### EXERCISE PASSAGE
After graduating from Princeton University, Livingston attended Harvard Law School—where she served as an editor of the Harvard Law Review—and considered several career paths. She took a year off between her 2L and 3L years to work in Thailand for the U.N. High Commissioner for Refugees, advocating for durable legal solutions for displaced Cambodians. She flirted with the idea of entering a Ph.D. program in anthropology after receiving her J.D., but instead took a clerkship with Judge J. Edward Lumbard on the 2nd Circuit. Livingston then worked briefly at Paul, Weiss, Rifkind, Wharton & Garrison before serving as an assistant U.S. attorney for the Southern District of New York from 1986 to 1991, including one year as deputy chief of appeals in the criminal division. After her government service, Livingston returned to Paul, Weiss for a year as an associate.

“I was drawn to academia because of my general love of university communities, the exploration of meaning and truth, my love of scientific inquiry.”

[Data extracted from a collection]
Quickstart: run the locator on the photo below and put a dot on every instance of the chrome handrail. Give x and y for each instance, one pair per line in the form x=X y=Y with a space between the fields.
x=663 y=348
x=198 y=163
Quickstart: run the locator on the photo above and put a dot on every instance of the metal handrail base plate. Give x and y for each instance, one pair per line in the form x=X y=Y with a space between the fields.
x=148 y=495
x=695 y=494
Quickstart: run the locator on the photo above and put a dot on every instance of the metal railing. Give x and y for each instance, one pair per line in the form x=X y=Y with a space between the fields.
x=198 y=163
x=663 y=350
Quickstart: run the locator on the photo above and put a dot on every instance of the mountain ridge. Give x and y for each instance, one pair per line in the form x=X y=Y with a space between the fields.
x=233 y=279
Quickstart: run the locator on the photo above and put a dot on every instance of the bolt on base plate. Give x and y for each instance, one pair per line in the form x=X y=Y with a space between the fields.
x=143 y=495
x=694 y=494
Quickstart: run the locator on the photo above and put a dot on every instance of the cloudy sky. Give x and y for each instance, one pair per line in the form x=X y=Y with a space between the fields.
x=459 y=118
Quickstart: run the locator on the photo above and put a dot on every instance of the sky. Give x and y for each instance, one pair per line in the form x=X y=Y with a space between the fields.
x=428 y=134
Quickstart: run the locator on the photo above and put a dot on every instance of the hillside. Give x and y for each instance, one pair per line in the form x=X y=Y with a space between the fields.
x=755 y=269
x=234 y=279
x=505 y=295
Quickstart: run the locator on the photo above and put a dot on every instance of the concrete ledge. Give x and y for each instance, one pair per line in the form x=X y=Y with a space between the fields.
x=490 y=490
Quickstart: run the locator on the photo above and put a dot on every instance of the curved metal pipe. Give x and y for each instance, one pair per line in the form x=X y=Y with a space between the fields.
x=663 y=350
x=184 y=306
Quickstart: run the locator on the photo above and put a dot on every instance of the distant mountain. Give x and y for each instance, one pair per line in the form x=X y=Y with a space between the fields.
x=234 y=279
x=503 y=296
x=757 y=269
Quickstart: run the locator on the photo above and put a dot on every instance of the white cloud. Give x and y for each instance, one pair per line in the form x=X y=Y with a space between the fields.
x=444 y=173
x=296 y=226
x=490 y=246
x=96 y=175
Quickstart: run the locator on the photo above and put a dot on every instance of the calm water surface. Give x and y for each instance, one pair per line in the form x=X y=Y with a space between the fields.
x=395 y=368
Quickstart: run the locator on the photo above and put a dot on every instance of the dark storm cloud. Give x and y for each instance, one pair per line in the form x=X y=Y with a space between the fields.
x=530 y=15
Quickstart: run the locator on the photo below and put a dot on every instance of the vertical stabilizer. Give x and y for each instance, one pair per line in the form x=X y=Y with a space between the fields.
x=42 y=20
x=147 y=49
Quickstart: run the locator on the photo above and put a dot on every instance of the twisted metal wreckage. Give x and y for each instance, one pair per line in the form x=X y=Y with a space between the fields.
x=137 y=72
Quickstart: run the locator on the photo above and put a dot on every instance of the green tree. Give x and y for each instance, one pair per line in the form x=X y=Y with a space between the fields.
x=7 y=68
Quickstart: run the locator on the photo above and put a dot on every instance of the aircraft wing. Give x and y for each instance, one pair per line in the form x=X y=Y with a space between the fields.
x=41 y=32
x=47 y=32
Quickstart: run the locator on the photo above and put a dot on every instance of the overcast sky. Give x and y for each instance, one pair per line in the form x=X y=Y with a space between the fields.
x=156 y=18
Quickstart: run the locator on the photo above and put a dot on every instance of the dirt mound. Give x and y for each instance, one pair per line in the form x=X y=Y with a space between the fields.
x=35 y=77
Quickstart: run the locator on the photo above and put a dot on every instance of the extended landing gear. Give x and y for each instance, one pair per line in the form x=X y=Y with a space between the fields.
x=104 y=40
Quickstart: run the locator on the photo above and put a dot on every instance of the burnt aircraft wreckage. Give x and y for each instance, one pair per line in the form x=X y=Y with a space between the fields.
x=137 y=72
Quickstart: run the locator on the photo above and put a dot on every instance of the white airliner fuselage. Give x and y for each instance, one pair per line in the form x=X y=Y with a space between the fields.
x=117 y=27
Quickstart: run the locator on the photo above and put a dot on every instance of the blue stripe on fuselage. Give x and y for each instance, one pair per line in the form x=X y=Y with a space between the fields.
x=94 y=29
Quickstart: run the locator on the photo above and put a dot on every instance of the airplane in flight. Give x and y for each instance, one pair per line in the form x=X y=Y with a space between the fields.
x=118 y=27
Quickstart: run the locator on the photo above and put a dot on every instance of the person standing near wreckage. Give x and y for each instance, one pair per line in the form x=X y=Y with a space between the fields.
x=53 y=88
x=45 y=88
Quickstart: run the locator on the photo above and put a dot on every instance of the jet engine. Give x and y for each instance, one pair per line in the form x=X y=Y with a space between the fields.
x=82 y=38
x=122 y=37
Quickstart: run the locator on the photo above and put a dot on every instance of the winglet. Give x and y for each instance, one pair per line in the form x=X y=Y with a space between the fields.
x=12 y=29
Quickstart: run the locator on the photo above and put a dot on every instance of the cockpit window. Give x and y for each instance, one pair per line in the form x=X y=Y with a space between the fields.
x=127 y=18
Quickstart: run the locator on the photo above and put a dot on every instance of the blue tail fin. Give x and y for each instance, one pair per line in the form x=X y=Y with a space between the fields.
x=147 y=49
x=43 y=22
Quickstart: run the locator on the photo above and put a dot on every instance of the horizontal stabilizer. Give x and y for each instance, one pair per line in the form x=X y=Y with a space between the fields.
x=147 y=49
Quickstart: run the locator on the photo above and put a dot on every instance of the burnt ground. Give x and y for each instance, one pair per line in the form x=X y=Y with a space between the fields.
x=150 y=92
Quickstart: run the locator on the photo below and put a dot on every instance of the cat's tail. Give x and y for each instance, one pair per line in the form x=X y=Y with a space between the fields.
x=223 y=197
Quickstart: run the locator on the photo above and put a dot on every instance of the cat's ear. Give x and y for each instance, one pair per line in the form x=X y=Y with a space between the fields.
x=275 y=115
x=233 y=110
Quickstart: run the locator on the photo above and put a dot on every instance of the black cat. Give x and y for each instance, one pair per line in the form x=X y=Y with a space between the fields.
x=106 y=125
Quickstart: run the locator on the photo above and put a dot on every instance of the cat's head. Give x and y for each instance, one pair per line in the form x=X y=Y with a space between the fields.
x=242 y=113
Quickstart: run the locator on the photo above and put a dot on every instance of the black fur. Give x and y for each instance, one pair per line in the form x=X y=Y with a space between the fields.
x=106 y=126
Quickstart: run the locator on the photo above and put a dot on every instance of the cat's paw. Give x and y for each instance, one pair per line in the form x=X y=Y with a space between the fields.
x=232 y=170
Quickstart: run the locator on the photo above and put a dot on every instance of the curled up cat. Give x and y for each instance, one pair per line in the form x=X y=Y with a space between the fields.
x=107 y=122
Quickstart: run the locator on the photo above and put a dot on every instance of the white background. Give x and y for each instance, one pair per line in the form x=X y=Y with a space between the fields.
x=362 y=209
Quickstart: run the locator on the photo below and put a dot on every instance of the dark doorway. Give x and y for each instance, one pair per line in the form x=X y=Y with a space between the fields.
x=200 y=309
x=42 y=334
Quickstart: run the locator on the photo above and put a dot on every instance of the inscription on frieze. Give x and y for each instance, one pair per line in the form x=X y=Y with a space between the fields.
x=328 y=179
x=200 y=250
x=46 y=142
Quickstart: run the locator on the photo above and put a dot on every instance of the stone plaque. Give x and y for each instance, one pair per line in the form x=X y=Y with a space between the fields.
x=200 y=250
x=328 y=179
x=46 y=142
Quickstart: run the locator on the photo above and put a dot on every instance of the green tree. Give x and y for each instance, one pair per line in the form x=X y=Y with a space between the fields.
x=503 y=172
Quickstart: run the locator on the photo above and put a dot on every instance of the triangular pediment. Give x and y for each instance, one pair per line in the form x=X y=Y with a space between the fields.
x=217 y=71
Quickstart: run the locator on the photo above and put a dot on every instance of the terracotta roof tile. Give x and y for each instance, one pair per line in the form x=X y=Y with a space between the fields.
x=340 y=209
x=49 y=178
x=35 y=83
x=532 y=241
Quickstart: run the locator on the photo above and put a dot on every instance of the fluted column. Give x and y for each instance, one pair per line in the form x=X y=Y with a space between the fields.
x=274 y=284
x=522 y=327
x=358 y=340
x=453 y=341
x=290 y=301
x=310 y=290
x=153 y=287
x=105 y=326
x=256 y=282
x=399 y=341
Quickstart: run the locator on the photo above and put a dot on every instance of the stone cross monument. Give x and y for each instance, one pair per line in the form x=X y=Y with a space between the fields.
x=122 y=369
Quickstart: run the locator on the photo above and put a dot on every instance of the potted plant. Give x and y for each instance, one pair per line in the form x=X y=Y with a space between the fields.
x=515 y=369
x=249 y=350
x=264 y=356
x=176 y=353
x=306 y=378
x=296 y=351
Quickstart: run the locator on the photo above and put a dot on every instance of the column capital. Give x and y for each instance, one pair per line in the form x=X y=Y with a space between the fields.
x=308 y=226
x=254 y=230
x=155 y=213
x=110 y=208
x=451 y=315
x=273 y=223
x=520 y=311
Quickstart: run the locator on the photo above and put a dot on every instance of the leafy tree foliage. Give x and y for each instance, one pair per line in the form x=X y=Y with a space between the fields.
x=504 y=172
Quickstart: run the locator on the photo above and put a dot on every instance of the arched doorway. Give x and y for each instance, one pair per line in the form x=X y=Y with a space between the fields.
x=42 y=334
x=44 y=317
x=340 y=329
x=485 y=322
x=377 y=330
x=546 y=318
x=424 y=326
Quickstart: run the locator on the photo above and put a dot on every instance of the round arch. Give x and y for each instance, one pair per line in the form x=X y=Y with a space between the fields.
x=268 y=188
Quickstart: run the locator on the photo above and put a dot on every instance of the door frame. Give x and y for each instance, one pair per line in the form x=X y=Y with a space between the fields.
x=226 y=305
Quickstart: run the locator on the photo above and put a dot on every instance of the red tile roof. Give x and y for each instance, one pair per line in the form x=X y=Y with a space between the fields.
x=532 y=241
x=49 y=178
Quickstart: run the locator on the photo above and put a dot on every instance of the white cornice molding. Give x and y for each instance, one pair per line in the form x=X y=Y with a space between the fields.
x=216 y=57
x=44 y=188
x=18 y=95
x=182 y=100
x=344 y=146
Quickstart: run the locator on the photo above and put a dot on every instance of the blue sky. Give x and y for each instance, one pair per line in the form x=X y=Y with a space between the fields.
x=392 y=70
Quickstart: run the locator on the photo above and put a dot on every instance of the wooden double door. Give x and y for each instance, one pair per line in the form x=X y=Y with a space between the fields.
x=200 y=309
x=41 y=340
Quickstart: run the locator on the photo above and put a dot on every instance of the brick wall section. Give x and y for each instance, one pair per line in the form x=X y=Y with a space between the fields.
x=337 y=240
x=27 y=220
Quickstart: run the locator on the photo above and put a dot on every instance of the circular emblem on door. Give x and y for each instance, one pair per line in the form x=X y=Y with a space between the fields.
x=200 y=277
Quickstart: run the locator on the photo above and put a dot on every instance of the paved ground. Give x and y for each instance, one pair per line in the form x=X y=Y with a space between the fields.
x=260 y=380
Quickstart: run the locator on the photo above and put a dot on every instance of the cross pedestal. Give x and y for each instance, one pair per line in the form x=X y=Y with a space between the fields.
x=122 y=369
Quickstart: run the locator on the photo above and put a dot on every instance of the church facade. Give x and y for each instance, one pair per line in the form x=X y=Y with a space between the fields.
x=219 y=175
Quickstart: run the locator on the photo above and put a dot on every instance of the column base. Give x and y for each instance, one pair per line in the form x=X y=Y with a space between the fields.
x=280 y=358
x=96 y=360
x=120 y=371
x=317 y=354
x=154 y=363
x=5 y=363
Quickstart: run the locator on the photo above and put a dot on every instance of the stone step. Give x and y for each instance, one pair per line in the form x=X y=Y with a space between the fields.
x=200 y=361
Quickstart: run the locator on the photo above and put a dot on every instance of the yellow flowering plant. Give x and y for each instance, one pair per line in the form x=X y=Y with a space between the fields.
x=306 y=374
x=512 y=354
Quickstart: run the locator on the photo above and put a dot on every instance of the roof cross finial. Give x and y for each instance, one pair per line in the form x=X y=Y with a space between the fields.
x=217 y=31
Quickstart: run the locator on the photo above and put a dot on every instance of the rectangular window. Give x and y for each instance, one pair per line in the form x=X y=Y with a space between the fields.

### TASK REQUIREMENTS
#1 Reproduce the portion of the Livingston passage starting at "After graduating from" and ending at "as an associate.".
#2 List every role that the Livingston passage introduces with the word "as" to describe a position Livingston held.

### ANSWERS FOR THE EXERCISE
#1
After graduating from Princeton University, Livingston attended Harvard Law School—where she served as an editor of the Harvard Law Review—and considered several career paths. She took a year off between her 2L and 3L years to work in Thailand for the U.N. High Commissioner for Refugees, advocating for durable legal solutions for displaced Cambodians. She flirted with the idea of entering a Ph.D. program in anthropology after receiving her J.D., but instead took a clerkship with Judge J. Edward Lumbard on the 2nd Circuit. Livingston then worked briefly at Paul, Weiss, Rifkind, Wharton & Garrison before serving as an assistant U.S. attorney for the Southern District of New York from 1986 to 1991, including one year as deputy chief of appeals in the criminal division. After her government service, Livingston returned to Paul, Weiss for a year as an associate.

#2
- Editor of the Harvard Law Review
- Assistant U.S. attorney for the Southern District of New York
- Deputy chief of appeals in the criminal division
- Associate at Paul, Weiss